◆ TASK ◆
No pictures belong in the answer. Repeat all the entries exactly.

[Saved entries]
_ _ _ _ _ _ _

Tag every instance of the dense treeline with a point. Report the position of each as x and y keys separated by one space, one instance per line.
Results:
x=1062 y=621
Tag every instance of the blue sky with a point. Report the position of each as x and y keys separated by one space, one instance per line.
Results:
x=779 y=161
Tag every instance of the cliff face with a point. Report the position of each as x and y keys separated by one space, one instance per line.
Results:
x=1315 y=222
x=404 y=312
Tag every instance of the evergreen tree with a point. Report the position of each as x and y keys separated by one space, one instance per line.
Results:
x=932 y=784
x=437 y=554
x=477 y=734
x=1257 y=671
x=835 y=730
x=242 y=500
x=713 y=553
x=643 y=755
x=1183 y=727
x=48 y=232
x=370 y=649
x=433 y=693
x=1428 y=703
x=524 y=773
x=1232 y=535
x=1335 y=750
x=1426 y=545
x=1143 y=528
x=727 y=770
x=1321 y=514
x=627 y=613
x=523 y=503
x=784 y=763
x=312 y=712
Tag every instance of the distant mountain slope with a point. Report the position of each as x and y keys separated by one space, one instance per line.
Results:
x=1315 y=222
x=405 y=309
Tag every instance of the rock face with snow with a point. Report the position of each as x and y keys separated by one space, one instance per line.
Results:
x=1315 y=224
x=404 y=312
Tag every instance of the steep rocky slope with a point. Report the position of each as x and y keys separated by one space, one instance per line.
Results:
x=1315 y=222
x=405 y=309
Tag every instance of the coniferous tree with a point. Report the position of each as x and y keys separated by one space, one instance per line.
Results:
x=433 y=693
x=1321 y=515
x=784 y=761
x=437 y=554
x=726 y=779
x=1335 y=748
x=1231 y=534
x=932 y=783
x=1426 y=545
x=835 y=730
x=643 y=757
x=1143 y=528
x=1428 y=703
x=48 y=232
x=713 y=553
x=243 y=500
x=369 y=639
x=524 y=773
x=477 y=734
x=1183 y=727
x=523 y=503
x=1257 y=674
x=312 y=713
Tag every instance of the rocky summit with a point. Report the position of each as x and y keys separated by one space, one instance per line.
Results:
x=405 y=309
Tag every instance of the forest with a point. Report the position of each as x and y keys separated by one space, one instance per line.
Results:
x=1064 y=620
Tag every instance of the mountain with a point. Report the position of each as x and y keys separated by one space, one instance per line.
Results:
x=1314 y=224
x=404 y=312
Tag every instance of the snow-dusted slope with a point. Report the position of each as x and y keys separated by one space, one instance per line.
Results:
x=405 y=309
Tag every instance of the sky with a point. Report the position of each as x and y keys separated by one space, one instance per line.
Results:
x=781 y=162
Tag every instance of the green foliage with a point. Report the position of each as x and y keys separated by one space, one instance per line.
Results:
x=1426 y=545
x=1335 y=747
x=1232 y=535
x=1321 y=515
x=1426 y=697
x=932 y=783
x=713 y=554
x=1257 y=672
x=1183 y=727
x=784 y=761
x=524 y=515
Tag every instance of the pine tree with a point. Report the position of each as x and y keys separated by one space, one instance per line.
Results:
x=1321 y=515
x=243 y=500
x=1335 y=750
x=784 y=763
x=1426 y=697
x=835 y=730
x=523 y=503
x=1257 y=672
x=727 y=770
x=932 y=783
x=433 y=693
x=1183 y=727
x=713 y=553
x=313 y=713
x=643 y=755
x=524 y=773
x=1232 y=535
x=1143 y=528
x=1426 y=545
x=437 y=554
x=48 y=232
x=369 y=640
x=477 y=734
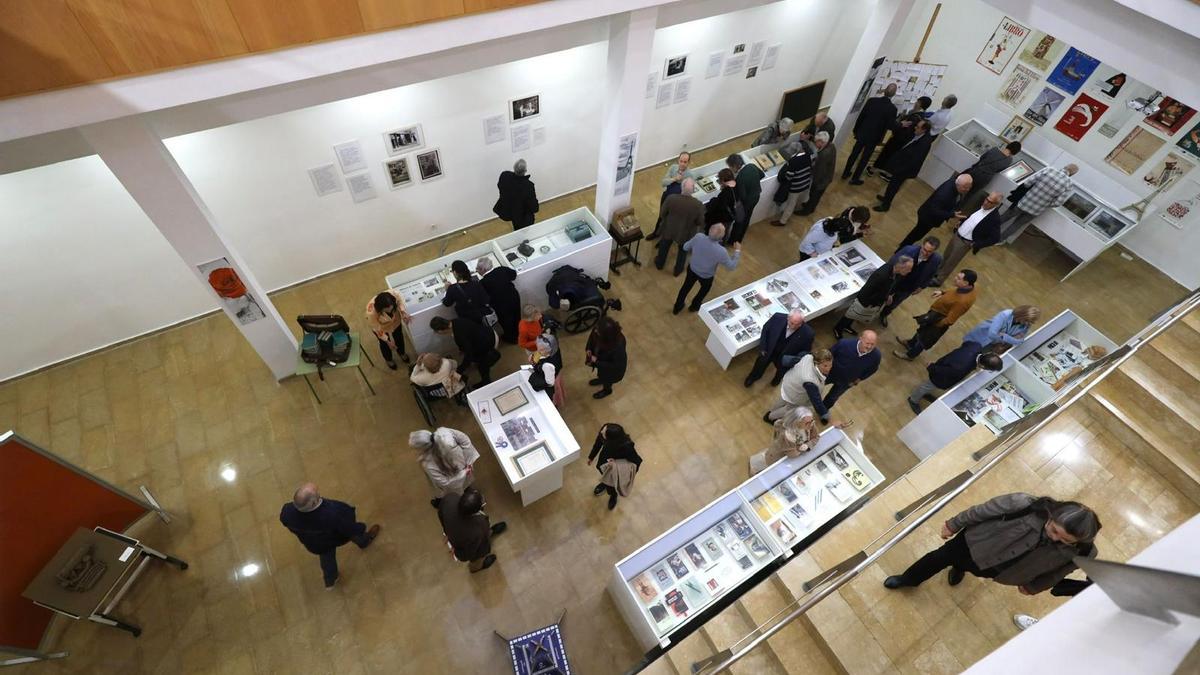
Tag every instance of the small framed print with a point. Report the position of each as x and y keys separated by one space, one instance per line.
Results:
x=532 y=459
x=400 y=141
x=508 y=401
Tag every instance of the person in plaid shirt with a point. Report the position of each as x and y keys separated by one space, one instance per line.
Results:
x=1049 y=187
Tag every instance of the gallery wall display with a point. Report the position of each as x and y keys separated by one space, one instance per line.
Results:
x=1003 y=43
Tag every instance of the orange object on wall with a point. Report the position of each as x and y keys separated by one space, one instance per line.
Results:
x=43 y=500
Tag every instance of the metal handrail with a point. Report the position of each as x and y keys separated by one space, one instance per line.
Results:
x=1008 y=441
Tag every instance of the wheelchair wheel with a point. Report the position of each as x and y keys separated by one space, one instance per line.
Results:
x=581 y=320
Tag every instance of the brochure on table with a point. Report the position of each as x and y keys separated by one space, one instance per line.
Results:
x=815 y=286
x=529 y=438
x=1083 y=227
x=669 y=583
x=1048 y=357
x=574 y=238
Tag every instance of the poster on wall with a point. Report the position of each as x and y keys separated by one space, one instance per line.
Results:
x=349 y=156
x=1134 y=149
x=238 y=300
x=1080 y=117
x=1013 y=89
x=1191 y=141
x=1005 y=41
x=324 y=179
x=1171 y=115
x=1073 y=71
x=627 y=151
x=1044 y=106
x=1041 y=51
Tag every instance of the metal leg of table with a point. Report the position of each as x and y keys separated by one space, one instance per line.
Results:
x=365 y=380
x=311 y=389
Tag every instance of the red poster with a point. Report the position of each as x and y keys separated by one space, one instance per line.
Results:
x=1080 y=117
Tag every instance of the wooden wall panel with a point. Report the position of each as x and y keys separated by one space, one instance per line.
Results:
x=271 y=24
x=145 y=35
x=42 y=46
x=383 y=15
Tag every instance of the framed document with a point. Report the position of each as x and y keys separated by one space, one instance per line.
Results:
x=513 y=399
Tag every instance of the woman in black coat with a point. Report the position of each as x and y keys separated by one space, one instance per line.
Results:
x=504 y=296
x=612 y=443
x=606 y=353
x=467 y=296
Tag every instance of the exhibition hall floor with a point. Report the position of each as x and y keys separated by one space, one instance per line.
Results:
x=172 y=410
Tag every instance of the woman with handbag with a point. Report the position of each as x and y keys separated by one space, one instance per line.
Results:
x=947 y=309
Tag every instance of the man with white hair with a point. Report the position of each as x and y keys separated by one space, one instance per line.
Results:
x=784 y=340
x=1048 y=189
x=823 y=168
x=322 y=525
x=707 y=254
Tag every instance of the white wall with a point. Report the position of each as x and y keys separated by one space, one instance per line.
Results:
x=83 y=267
x=960 y=33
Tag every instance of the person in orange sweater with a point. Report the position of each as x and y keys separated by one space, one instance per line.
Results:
x=529 y=328
x=947 y=309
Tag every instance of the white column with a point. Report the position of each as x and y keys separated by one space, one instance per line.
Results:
x=630 y=42
x=877 y=39
x=148 y=171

_ _ _ _ _ _ _

◆ OUTPUT FOR THIS TASK ◆
Tag every instance of the dense treeline with a point. Report the position of each as x and y keys separated by one space, one instance per line.
Results:
x=1062 y=621
Tag every instance of the blue sky with a point. Report the position of each as x and y keys separated by one space, one instance per line.
Results:
x=779 y=161
Tag every instance of the cliff face with a point. Report the position of each as x and y keys separated by one space, one instance per line.
Results:
x=1315 y=222
x=404 y=312
Tag every instance of the evergreen tree with a point. Report the position of each as x and y keys separated by one space, one instance per line.
Results:
x=932 y=784
x=437 y=554
x=477 y=734
x=1257 y=671
x=835 y=730
x=242 y=500
x=713 y=553
x=643 y=755
x=1183 y=727
x=48 y=232
x=370 y=649
x=433 y=693
x=1428 y=703
x=524 y=773
x=1232 y=535
x=1335 y=750
x=1426 y=545
x=1143 y=528
x=727 y=770
x=1321 y=514
x=627 y=613
x=523 y=503
x=784 y=763
x=312 y=712
Tag every instance of the distant mountain slope with a point. Report the position of each as x and y keys separated by one space, one instance per line.
Results:
x=1315 y=222
x=405 y=309
Tag every instance of the rock face with snow with a point. Report the position of each as x and y keys separated by one space, one instance per line.
Results:
x=1315 y=224
x=404 y=312
Tag every instance of the steep rocky slope with a point. Report the position of each as x and y keys separated by one space, one instance per line.
Results:
x=1315 y=222
x=405 y=309
Tag every instance of the coniferous tree with a point. Report the position of each as x and y keys separated by one space, one instance per line.
Results:
x=433 y=693
x=1321 y=515
x=784 y=761
x=437 y=554
x=726 y=779
x=1335 y=748
x=1231 y=534
x=932 y=783
x=1426 y=545
x=835 y=730
x=643 y=757
x=1143 y=528
x=1428 y=703
x=48 y=232
x=713 y=553
x=243 y=500
x=369 y=639
x=524 y=773
x=477 y=734
x=1183 y=727
x=523 y=503
x=1257 y=674
x=312 y=713
Tag every instance of the rocky summit with a point. Report the position of each as x and y keys separated by one space, one instance per line.
Results:
x=405 y=309
Tag every instance of the forest with a point. Report the position of each as x and y keys separated by one space, one instance per line.
Results:
x=1064 y=620
Tag every instance of the mountain with a point. Report the position of each as x and y keys separated by one space, one instance per line.
Results:
x=1314 y=224
x=404 y=312
Tag every instance of the snow-dusted slope with a point. Report the position of each as x and y keys separated by one space, one instance per line.
Results:
x=405 y=309
Tag every instance of the sky with a point. Report the position of each as x and y keys separated by one space, one instance per line.
Results:
x=781 y=162
Tag every instance of the green foliage with a point. Report the position of each as x and y keys separated by one space, one instance per line.
Results:
x=1426 y=545
x=1335 y=747
x=1232 y=535
x=1321 y=515
x=1426 y=697
x=932 y=783
x=713 y=554
x=1257 y=672
x=1183 y=727
x=784 y=761
x=524 y=515
Tag every instance of the pine tree with a point. Report the position of each as x and y keys separated by one space, one instance per line.
Results:
x=1321 y=515
x=243 y=500
x=1335 y=750
x=784 y=763
x=1426 y=697
x=835 y=730
x=523 y=503
x=1257 y=672
x=727 y=770
x=932 y=783
x=433 y=693
x=1183 y=727
x=713 y=553
x=313 y=713
x=643 y=755
x=524 y=773
x=1232 y=535
x=1143 y=528
x=1426 y=545
x=437 y=554
x=48 y=232
x=369 y=640
x=477 y=734
Tag every instance of the small framed print with a point. Report the position of each as x and y keys separated by one space, one instance per line.
Results:
x=532 y=459
x=400 y=141
x=508 y=401
Tag every instance of the person in plaid shirt with a point. Report the position of each as x and y keys separated by one space, one instance per line.
Results:
x=1049 y=187
Tag every instance of the gallery wall display with a point. Report the position of each as x and y keys separated by one space, one instance per line.
Results:
x=1003 y=43
Tag every instance of the orange object on wall with a point. Report the position of each as x and y keys separated by one space, one instance per line.
Results:
x=43 y=500
Tag every instance of the metal handrail with a point. Report the position of each as x and y keys separated by one space, one instance per line.
Results:
x=1008 y=441
Tag every instance of the wheelchair wheel with a point. Report the position of each as x and y keys separated by one space, one instance per line.
Results:
x=581 y=320
Tag every instance of the brochure on table with a point. Report the position of each as x and y keys separated by one space, one instance per line.
Results:
x=815 y=286
x=529 y=438
x=1083 y=227
x=669 y=583
x=1048 y=357
x=574 y=238
Tag every instance of the poster on wall with a point. Report the position of each as x and y keys separated by one space, one instance per line.
Results:
x=349 y=156
x=1134 y=149
x=238 y=300
x=1080 y=117
x=1013 y=89
x=1191 y=141
x=1005 y=41
x=324 y=179
x=1171 y=115
x=1073 y=71
x=627 y=151
x=1044 y=106
x=1041 y=51
Tag every instance of the metal leg of table with a point. Report the position of each as x and y keys separated by one space, one instance per line.
Results:
x=365 y=380
x=311 y=389
Tag every instance of the red poster with a point. Report the position of each as x and y keys separated by one space, one instance per line.
Results:
x=1080 y=117
Tag every instance of the wooden wall panel with a point. Report the position of each as x and y keys separated by one space, one instance per line.
Results:
x=271 y=24
x=145 y=35
x=42 y=46
x=383 y=15
Tag every instance of the framed document with a point. Report the position of each as x and y keys separated by one space, one instance per line.
Results:
x=513 y=399
Tag every instance of the woman in black coat with a point. Report the position of each as x and y keys separated by one space, one instance per line.
Results:
x=504 y=296
x=612 y=443
x=606 y=353
x=467 y=296
Tag every instance of the exhibition hall floor with a point. Report the position of each as x and y keys separated by one space, one instance per line.
Results:
x=172 y=410
Tag every instance of the woman with handbag with a point. Report the position of each as x and y keys separated by one space, one instance per line.
Results:
x=947 y=309
Tag every instance of the man with white hair with a point. Report the position of each as x and y keys separated by one space, one instance per line.
Results:
x=784 y=340
x=1048 y=189
x=823 y=168
x=322 y=525
x=707 y=254
Tag every instance of the white wall with a point. Report the position of each as x and y keys separated by one space, one instance per line.
Results:
x=83 y=267
x=960 y=33
Tag every instance of the person in orange sweater with a point. Report the position of each as x and y keys separated by one space, one instance per line.
Results:
x=529 y=328
x=947 y=309
Tag every instance of the white column with a point. Report the position of each as x and y keys separated by one space, one instance per line.
Results:
x=630 y=42
x=877 y=39
x=148 y=171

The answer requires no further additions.